→ Information given:
§

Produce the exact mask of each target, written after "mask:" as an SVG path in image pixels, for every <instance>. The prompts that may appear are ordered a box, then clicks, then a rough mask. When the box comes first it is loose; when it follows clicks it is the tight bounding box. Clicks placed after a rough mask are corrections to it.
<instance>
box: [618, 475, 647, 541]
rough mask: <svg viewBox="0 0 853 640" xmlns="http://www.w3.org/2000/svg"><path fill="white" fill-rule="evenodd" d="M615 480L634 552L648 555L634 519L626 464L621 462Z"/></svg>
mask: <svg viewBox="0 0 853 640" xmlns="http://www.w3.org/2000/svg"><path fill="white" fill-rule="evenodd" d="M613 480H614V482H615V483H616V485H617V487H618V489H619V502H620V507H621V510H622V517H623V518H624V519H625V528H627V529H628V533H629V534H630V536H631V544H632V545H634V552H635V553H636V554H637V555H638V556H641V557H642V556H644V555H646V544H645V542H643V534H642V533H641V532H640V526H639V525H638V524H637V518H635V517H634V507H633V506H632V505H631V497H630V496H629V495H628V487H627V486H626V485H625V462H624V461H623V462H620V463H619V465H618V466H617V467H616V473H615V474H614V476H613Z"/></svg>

§

→ Instructions for the task:
Can you return every row above word for word, with nothing altered?

→ Written solution:
Produce the exact mask of each target, written after "mask:" as an SVG path in image pixels, for every <instance>. The prompts that may appear are ordered a box, then clicks, then a rough mask. When the box comes first it is loose; when it follows clicks it is the tight bounding box. Clicks placed after a rough mask are corrections to it.
<instance>
box: [618, 475, 647, 541]
rough mask: <svg viewBox="0 0 853 640" xmlns="http://www.w3.org/2000/svg"><path fill="white" fill-rule="evenodd" d="M615 480L634 552L648 555L634 519L626 464L621 462Z"/></svg>
mask: <svg viewBox="0 0 853 640" xmlns="http://www.w3.org/2000/svg"><path fill="white" fill-rule="evenodd" d="M613 480H614V482H615V483H616V485H617V487H618V489H619V502H620V507H621V510H622V517H623V518H624V519H625V528H627V529H628V533H629V534H630V536H631V544H632V545H634V552H635V553H636V554H637V555H638V556H641V557H642V556H644V555H646V544H645V542H643V534H642V533H641V532H640V526H639V525H638V524H637V518H635V517H634V507H633V506H632V505H631V497H630V496H629V495H628V487H627V486H626V485H625V462H624V461H623V462H620V463H619V465H618V466H617V467H616V473H615V474H614V476H613Z"/></svg>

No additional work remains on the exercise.